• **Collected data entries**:
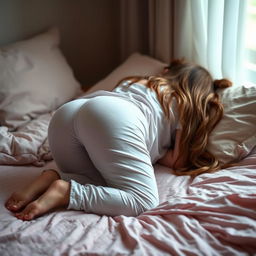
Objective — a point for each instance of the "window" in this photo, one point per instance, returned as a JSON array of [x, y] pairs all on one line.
[[250, 43]]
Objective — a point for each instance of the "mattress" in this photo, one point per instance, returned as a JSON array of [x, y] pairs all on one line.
[[212, 214]]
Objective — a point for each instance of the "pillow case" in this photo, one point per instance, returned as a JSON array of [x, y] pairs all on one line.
[[35, 78], [136, 64], [235, 135]]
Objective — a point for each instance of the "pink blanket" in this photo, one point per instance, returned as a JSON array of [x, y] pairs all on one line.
[[213, 214]]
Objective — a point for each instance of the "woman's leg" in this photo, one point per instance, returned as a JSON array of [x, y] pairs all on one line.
[[114, 132], [20, 199], [68, 152]]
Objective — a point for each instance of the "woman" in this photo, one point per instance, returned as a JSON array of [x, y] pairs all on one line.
[[112, 140]]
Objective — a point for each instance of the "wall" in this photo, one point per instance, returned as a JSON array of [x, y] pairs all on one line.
[[89, 31]]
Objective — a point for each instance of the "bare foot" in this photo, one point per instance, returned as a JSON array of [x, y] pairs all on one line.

• **Required work**: Replace "Objective" with "Goal" throughout the items above and leave every other word unchanged. Omit the pictures from your answer.

• **Output for this exercise**:
Goal — a point for each instance of the "window" in this photo, one point per instance, returned as a JSON array of [x, y] pairs all on one line.
[[250, 43]]
Goal — a point for each instance of the "mattress" in this photo, one point per instance, returned as a JSON array of [x, y] pairs all on one line.
[[212, 214]]
Goal — a point for each instance of the "pillow case" in this photo, one point per instance, returned as a JSON array of [x, y] pairs all on one line.
[[35, 78], [136, 64], [235, 135]]
Goal — a point for each instance of the "pink blanket" in this photo, one point per instance, returned as a JSON array of [x, y] pairs all on one line.
[[213, 214]]
Goal — a point for each instance of the "woman's leg" in this photo, one point per instance, returned as a JSON array of [x, y] pairs all on one line.
[[114, 132], [20, 199], [68, 152]]
Goal — a point for each instance of the "woman" in this photo, one point per instance, returned as a JSON array of [x, y] pairs all on one line.
[[112, 140]]
Goal — a point for each instance of the "wall" in this photo, one point per instance, returned as a JSON array of [x, y] pairs all on one line.
[[89, 31]]
Goal — a point for each instance of the "bare foot" in this photo, one point per instance, returned as a JSON array of [x, y] pairs all on one line.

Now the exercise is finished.